**EXERCISE OBJECTIVE**
Copy every line of the material below that contains the string "positive".

**DATA FOR ANALYSIS**

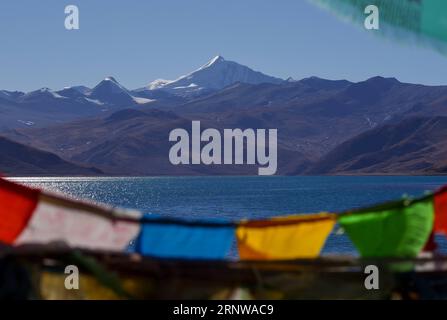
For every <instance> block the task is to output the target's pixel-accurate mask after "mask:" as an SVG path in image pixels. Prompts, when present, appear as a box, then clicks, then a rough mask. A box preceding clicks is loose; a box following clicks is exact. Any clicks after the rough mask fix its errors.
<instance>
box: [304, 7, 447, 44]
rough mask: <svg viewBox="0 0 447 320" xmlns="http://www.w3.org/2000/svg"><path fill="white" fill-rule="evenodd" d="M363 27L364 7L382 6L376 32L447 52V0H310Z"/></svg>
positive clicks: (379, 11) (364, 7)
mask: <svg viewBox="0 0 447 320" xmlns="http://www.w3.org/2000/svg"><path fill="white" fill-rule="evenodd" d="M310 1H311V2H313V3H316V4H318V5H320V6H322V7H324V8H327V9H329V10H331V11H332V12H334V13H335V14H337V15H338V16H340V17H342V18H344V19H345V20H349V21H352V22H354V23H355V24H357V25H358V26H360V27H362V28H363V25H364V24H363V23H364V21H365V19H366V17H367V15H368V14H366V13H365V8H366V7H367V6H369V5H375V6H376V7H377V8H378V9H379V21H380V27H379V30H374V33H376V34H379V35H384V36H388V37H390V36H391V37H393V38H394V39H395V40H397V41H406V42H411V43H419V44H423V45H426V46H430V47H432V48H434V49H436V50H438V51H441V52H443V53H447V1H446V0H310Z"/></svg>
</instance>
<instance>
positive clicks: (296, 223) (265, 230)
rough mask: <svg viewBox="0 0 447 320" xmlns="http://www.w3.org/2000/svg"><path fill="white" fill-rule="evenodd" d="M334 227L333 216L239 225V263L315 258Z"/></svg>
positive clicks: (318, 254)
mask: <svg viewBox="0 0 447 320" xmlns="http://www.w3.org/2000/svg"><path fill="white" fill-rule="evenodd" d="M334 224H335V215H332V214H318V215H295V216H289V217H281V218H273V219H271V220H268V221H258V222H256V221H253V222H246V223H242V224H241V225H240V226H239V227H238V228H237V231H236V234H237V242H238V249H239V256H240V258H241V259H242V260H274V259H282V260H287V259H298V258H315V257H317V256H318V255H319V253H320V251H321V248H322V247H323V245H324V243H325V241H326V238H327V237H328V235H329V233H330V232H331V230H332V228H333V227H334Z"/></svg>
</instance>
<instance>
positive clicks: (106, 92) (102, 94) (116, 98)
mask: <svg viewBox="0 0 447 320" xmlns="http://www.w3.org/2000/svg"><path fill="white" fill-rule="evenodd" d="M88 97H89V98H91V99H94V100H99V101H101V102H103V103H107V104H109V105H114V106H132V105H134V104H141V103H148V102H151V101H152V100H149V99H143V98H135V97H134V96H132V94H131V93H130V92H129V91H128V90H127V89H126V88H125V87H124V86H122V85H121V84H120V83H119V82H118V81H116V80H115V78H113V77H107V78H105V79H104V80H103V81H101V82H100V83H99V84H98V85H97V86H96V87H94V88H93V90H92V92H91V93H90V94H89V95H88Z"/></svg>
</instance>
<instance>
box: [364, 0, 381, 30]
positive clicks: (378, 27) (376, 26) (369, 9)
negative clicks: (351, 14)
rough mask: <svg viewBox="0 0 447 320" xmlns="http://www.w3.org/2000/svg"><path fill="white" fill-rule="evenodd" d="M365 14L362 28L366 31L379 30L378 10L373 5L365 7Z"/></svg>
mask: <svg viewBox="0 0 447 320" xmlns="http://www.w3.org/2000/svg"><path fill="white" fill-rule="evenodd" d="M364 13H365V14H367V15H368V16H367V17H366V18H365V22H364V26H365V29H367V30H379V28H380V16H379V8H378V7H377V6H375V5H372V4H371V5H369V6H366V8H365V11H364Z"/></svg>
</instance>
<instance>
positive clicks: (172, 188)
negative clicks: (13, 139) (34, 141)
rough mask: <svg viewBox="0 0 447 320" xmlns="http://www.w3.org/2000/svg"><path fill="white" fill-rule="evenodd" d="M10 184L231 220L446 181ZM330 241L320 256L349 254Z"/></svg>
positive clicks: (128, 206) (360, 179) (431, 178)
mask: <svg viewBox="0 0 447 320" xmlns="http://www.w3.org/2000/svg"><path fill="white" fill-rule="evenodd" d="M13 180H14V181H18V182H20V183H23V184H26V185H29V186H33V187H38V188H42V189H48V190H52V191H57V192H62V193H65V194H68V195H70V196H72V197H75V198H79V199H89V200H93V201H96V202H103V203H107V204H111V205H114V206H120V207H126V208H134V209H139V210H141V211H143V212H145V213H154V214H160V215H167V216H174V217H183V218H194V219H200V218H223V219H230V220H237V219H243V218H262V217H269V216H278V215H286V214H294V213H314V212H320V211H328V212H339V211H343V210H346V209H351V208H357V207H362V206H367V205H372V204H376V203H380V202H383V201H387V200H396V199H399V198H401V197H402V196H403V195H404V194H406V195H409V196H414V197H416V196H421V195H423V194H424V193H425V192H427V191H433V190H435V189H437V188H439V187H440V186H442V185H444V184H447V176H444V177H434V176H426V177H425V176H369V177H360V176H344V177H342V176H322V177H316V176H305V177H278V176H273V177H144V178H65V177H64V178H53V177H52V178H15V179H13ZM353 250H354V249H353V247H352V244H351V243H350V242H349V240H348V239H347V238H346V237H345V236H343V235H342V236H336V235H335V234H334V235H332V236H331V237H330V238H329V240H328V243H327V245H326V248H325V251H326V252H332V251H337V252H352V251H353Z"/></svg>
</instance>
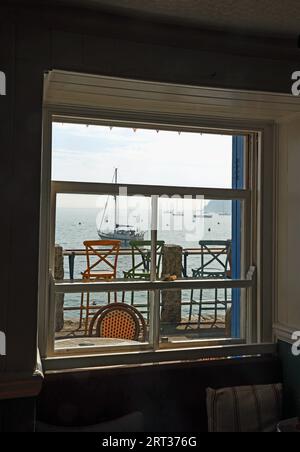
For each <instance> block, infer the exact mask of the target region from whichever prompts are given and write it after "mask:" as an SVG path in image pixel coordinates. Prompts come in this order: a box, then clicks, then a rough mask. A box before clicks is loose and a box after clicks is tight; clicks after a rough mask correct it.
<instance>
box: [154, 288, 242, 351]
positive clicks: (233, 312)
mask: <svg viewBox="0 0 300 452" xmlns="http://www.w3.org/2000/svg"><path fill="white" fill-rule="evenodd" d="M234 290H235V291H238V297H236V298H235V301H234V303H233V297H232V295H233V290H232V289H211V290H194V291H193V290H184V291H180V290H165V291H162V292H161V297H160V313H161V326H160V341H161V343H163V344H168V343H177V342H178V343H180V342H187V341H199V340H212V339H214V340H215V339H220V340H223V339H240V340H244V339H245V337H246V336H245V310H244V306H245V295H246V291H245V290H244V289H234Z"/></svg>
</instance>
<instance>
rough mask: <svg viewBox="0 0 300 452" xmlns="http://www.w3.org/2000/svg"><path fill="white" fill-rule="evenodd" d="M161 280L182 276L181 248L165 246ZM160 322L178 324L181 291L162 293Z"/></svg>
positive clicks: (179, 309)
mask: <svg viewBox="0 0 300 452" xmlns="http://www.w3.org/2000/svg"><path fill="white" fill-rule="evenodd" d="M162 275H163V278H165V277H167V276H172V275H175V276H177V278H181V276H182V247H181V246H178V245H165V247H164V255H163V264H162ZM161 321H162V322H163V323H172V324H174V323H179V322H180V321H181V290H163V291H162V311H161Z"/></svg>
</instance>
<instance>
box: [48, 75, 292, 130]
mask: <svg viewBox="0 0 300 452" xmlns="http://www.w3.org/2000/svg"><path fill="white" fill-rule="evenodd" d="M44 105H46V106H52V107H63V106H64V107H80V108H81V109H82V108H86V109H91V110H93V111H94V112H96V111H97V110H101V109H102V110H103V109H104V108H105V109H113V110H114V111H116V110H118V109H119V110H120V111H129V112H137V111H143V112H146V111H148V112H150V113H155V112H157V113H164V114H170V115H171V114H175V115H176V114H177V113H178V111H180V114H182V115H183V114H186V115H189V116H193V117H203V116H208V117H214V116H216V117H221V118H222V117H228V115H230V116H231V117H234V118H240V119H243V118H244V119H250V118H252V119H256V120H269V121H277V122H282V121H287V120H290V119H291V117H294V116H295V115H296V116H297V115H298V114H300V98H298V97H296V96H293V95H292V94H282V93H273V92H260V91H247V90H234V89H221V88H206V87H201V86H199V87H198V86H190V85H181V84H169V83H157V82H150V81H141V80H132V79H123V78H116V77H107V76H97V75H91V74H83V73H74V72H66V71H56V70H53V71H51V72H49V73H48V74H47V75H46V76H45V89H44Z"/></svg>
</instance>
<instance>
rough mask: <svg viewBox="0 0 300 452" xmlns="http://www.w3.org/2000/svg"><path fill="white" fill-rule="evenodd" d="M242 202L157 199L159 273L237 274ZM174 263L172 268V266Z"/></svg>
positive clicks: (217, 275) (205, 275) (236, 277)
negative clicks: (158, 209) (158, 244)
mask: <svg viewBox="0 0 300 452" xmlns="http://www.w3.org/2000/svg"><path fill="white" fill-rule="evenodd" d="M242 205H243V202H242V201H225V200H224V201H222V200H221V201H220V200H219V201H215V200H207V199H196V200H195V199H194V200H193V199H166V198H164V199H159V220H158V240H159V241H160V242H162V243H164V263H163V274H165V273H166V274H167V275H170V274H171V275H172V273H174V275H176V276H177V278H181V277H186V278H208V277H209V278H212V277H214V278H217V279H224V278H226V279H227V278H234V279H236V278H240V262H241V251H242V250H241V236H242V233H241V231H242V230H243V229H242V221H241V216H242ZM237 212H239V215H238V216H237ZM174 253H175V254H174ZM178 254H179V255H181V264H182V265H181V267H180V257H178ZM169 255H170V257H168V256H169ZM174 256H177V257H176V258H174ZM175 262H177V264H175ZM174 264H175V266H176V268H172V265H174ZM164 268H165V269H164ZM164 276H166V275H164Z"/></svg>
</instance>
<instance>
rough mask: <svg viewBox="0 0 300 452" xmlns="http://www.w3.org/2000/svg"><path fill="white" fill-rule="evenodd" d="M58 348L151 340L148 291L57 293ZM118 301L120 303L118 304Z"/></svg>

**EXERCISE RESPONSE**
positive clicks: (379, 11) (364, 7)
positive clicks: (296, 223) (265, 230)
positive clicks: (318, 254)
positive clicks: (106, 92) (102, 94) (116, 98)
positive clicks: (378, 27) (376, 26) (369, 9)
positive clicks: (172, 188)
positive clicks: (128, 206) (360, 179) (431, 178)
positive clicks: (233, 312)
positive clicks: (179, 309)
positive clicks: (217, 275) (205, 275) (236, 277)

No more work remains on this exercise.